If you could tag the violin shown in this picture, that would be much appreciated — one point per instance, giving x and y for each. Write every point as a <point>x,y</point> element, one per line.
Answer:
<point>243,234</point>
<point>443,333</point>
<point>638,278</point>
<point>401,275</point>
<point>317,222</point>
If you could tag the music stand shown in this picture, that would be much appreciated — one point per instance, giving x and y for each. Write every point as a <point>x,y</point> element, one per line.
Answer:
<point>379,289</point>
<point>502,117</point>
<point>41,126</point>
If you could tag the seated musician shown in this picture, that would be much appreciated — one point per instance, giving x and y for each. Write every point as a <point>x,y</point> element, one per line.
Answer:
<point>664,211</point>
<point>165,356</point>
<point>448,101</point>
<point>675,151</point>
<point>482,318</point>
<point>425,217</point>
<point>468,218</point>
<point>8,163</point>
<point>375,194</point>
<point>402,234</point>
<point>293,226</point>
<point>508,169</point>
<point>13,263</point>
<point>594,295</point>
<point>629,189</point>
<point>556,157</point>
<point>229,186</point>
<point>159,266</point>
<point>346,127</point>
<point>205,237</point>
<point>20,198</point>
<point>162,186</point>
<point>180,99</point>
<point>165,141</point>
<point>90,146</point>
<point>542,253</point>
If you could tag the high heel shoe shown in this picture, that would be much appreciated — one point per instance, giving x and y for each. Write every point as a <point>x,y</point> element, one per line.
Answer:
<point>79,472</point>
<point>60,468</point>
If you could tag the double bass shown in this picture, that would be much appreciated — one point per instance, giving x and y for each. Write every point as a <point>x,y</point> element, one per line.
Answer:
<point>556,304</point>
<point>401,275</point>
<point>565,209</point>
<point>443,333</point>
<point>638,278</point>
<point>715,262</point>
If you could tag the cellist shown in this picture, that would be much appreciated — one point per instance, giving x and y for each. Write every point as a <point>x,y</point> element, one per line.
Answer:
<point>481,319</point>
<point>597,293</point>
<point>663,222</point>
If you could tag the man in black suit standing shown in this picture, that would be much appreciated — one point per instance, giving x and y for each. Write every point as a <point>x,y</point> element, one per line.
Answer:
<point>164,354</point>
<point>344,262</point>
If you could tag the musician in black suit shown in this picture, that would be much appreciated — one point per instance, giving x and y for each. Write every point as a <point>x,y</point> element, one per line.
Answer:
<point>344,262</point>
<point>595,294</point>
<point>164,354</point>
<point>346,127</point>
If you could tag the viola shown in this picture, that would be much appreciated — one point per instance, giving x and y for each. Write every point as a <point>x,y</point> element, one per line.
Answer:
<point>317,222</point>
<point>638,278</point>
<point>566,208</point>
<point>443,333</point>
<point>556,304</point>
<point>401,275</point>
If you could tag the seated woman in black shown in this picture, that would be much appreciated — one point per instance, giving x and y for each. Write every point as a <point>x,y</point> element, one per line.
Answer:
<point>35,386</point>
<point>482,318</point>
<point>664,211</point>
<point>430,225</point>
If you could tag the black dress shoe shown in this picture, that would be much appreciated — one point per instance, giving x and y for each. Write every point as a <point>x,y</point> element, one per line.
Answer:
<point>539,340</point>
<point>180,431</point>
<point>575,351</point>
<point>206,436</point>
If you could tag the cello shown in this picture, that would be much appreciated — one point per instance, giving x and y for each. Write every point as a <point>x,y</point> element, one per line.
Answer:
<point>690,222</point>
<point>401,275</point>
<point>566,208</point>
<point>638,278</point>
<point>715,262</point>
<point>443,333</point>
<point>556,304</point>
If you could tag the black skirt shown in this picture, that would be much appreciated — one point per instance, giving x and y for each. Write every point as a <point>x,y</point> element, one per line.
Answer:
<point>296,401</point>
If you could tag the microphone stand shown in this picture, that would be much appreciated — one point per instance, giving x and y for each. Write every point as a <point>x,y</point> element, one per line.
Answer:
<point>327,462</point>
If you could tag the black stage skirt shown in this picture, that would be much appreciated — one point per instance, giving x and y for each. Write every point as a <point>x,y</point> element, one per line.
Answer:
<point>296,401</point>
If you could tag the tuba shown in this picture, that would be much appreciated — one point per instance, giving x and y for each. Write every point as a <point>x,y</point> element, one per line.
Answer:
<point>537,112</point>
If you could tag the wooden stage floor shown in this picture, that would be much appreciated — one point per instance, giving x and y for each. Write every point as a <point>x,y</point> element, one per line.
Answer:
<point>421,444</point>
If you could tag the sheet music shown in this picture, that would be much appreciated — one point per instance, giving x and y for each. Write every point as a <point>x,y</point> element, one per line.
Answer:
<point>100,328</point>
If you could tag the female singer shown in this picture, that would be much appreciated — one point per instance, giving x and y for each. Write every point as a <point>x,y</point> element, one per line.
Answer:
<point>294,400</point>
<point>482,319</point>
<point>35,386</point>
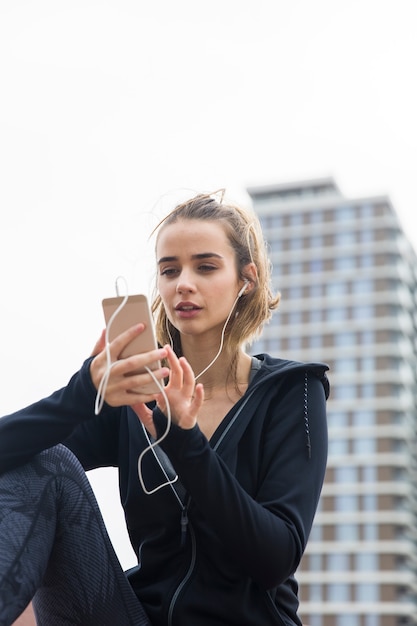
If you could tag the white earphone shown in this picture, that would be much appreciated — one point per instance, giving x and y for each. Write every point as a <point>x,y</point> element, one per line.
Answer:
<point>242,291</point>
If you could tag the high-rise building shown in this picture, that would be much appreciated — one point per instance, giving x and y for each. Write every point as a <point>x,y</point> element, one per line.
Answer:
<point>348,279</point>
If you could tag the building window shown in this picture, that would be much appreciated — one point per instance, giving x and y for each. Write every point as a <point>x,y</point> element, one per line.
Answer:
<point>336,314</point>
<point>315,341</point>
<point>364,311</point>
<point>338,446</point>
<point>338,562</point>
<point>345,263</point>
<point>362,417</point>
<point>367,592</point>
<point>364,445</point>
<point>315,290</point>
<point>368,391</point>
<point>369,474</point>
<point>362,285</point>
<point>315,315</point>
<point>315,593</point>
<point>338,592</point>
<point>316,266</point>
<point>366,235</point>
<point>366,562</point>
<point>344,392</point>
<point>370,532</point>
<point>296,243</point>
<point>346,474</point>
<point>366,260</point>
<point>345,338</point>
<point>345,238</point>
<point>315,563</point>
<point>346,365</point>
<point>337,288</point>
<point>316,241</point>
<point>338,419</point>
<point>344,213</point>
<point>370,502</point>
<point>296,219</point>
<point>347,532</point>
<point>346,502</point>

___

Objective →
Lay out the whole listing above as a two-column CSV with the columns text and answer. Give one row for every piece of wording and its answer, put each field in quotes with line breaks turned into spaces, and leave the pictures out.

Exercise answer →
text,answer
"If you could tag the violin shown in this picture, that would be much appreciated — one point per instance, giving x and y for each. Write every point as a <point>x,y</point> element, one per line. Answer:","<point>243,234</point> <point>443,333</point> <point>638,278</point> <point>401,275</point> <point>317,222</point>"
"If you could tag the music stand shown in this picture, that would be much appreciated — one point per instance, giving x and y for each. Write every point as a <point>x,y</point> element, one per line. Answer:","<point>379,289</point> <point>502,117</point> <point>41,126</point>"
"If you could tag the seated musician shown in this picture, that would be much appreciated — one point per instance, giving x and y for each. Write every point as a <point>x,y</point> element, one per line. Answer:","<point>664,211</point> <point>165,356</point> <point>448,101</point> <point>675,151</point> <point>482,318</point> <point>425,217</point> <point>468,218</point> <point>8,163</point> <point>375,194</point> <point>402,234</point> <point>293,226</point> <point>508,169</point> <point>13,263</point> <point>594,295</point> <point>629,189</point> <point>556,157</point> <point>229,186</point> <point>159,266</point> <point>346,127</point> <point>205,237</point> <point>20,198</point> <point>162,186</point> <point>180,99</point> <point>165,141</point> <point>90,146</point> <point>542,253</point>"
"If you could tag the high heel shoe shown in this picture, that would be much appreciated — one point per instance, giving x and y for each. Write every point as a <point>x,y</point> element, one per line. Answer:","<point>79,472</point> <point>60,468</point>"
"If you could tag the double bass shown in this picture, that would be much appreciated — one point per instance, giving x and y for each. Write every point as a <point>x,y</point> element, one per line. Answer:","<point>556,304</point> <point>401,275</point> <point>565,209</point> <point>443,333</point> <point>638,278</point> <point>715,262</point>"
"If you could tag the cellist shown in this picture, that would be much appreciated — one point per instance, giving x and y for each. Write every point as a <point>x,y</point> element, one per line. Answer:","<point>481,319</point> <point>597,293</point> <point>663,222</point>"
"If you could tag the man in black suit standing shown in this picture, that would be much appreciated — one point per instance, giving x and y for each. Write every point as a <point>x,y</point> element, one per line. Answer:","<point>164,354</point> <point>344,262</point>"
"If you could tag the musician in black suit shown in this picture, that would be much appreciated — one point per instance, giving x and y for each. Write every point as a <point>x,y</point> element, one per line. Answer:","<point>344,262</point> <point>595,294</point> <point>164,354</point> <point>346,127</point>"
"If you could tag the viola shown in this picture, that would be much appreciated — one point per instance, giving x and y for each. Write every point as a <point>x,y</point> element, one per line. Answer:","<point>317,222</point> <point>638,278</point> <point>566,208</point> <point>443,333</point> <point>556,304</point> <point>401,275</point>"
"If you could tag the seated woman in black shown in this picture, that would be much appreciated — one point per instance, giving x and y for each. Write every point as a <point>x,y</point> element, one per line. Answer:","<point>35,386</point> <point>482,318</point> <point>664,211</point> <point>430,225</point>"
"If you could tag the black dress shoe shown in this picture, that would be much appreciated — one point per instance, giving x and y for each. Write every point as a <point>x,y</point> element, one per line. Answer:","<point>539,340</point> <point>180,431</point> <point>575,351</point> <point>206,436</point>"
"If you could tag the cello shown in this picture, that would be much appreciated — one point per instance, giving x and y for each. Write every point as a <point>x,y</point> element, one per line. Answer:","<point>690,222</point> <point>401,275</point> <point>566,208</point> <point>638,278</point> <point>715,262</point> <point>443,333</point> <point>556,304</point>"
"If you could tag the black skirt shown in this picture, that would be much appreciated — one point per instance, giving x and y for each. Write every point as a <point>x,y</point> element, one per line. Answer:","<point>296,401</point>"
"If you could tag the microphone stand shown in this picture, that would be much appreciated — one point per instance, giving x and y for each. Write every point as a <point>x,y</point> element, one per line. Answer:","<point>327,462</point>"
"If you could tag the black stage skirt shown in this picture, that would be much appreciated — one point per instance, giving x and y for each. Write every point as a <point>x,y</point> element, one per line. Answer:","<point>296,401</point>"
"If you could tag the tuba shown in this picture, that would be much appreciated — one point per instance, giving x and y for each. Write every point as a <point>x,y</point> element, one per line. Answer:","<point>537,112</point>"
"If you could tag the wooden stage floor shown in this picture, that would be much appreciated — one point per instance, giving x and y for each. Write every point as a <point>x,y</point> element, one per line. Answer:","<point>421,444</point>"
"If you could tag the sheet music shown in this picture, that would be much appreciated — one point per instance, giving x and y for each. Write every point as a <point>x,y</point> element, one per line. Answer:","<point>100,328</point>"
"If you could tag the female singer shown in this picture, that would be much appreciated — one point per instance, giving x and y for each. Write every point as a <point>x,y</point> element, one per line. Answer:","<point>294,400</point> <point>482,319</point> <point>35,386</point>"
"If you could tag the white earphone shown in this picture, that would be much appreciated — one point per instance, giving x and y for each. Write every point as a <point>x,y</point> element, one per line. Answer:","<point>242,291</point>"
"If you could tag the high-rise building shown in this picture, that would be much appreciated — one point per instance, giving x and y for each. Write every point as a <point>x,y</point> element, one per line. Answer:","<point>348,279</point>"
"If you could tag the building window shown in this picture, that would be much appreciated — one point per instance, giving x and y for each. Write every point as a <point>x,y</point> element, one per line. Answer:","<point>336,314</point> <point>315,341</point> <point>364,311</point> <point>338,446</point> <point>338,562</point> <point>345,263</point> <point>362,417</point> <point>367,592</point> <point>364,445</point> <point>315,290</point> <point>368,391</point> <point>369,474</point> <point>362,285</point> <point>315,315</point> <point>315,593</point> <point>338,592</point> <point>316,266</point> <point>366,235</point> <point>366,562</point> <point>344,392</point> <point>370,532</point> <point>296,243</point> <point>346,474</point> <point>366,260</point> <point>345,338</point> <point>345,238</point> <point>315,563</point> <point>346,365</point> <point>337,288</point> <point>316,241</point> <point>338,419</point> <point>344,213</point> <point>370,502</point> <point>296,219</point> <point>347,532</point> <point>346,502</point>"